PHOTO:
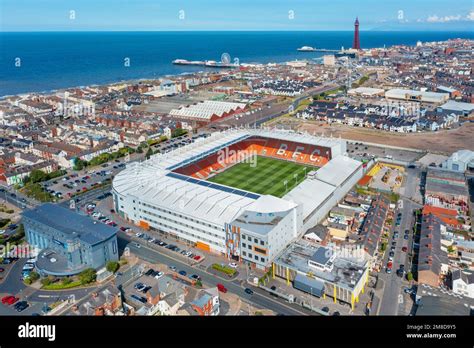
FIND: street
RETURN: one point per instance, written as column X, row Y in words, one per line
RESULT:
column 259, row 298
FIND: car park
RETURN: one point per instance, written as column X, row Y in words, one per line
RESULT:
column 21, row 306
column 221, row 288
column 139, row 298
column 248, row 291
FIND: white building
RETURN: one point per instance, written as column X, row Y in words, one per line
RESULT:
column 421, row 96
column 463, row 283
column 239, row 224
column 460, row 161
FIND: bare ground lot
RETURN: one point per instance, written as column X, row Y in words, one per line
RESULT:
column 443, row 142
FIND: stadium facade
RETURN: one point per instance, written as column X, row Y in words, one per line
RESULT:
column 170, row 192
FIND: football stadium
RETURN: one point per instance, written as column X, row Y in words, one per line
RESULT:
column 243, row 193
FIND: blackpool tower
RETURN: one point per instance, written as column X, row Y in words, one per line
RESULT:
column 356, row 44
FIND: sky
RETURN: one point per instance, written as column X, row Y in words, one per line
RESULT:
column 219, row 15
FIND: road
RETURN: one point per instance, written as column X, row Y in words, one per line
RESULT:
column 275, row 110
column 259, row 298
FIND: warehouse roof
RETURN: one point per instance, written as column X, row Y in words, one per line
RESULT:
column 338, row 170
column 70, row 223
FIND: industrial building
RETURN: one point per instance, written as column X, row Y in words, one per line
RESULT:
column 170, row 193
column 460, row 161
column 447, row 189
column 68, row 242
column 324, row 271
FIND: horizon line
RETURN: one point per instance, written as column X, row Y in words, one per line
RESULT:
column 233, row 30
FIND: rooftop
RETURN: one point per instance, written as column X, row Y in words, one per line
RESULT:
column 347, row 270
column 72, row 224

Work to complete - Your reply should restate the data above word for word and contain no pictures.

Answer section -
PHOTO:
FIND: street
RETURN: one point per instance, written as column X, row Y in words, one per line
RESULT:
column 259, row 298
FIND: car park
RETURN: one point per instance, written as column X, row Y in words, one per line
RESULT:
column 21, row 306
column 221, row 288
column 139, row 298
column 248, row 291
FIND: white building
RETURN: one point per instance, written as column X, row Y in words, one per line
RESULT:
column 421, row 96
column 463, row 283
column 239, row 224
column 460, row 161
FIND: bare ground lot
RETURN: one point per instance, written as column X, row Y in words, one per line
RESULT:
column 443, row 142
FIND: stadium facade
RETURN: one point per instance, written as column X, row Y in words, one per line
RESULT:
column 170, row 192
FIND: football stadium
RETURN: one point per instance, written as column X, row Y in words, one per line
RESULT:
column 243, row 193
FIND: blackpool tower
RETURN: one point per instance, written as column X, row Y in words, one per line
RESULT:
column 356, row 44
FIND: sky
RETURN: one point per instance, written as column X, row Y in words, one per line
RESULT:
column 219, row 15
FIND: road
RETURN: one point per instance, written as column X, row Y in words, one per line
RESULT:
column 275, row 110
column 259, row 298
FIND: warehouse roof
RETURN: one point per instance, written as column X, row Y in words, one per line
RESULT:
column 338, row 170
column 70, row 223
FIND: industrial building
RETURN: one point per instance, written as column X, row Y in words, one per line
RESULT:
column 170, row 193
column 460, row 161
column 447, row 189
column 68, row 242
column 324, row 271
FIND: horizon line
RETURN: one point per instance, written as column X, row Y in words, one per line
RESULT:
column 233, row 30
FIND: rooftop
RETURN: one point per instance, written as column X, row Y in words, one per line
RESULT:
column 347, row 270
column 72, row 224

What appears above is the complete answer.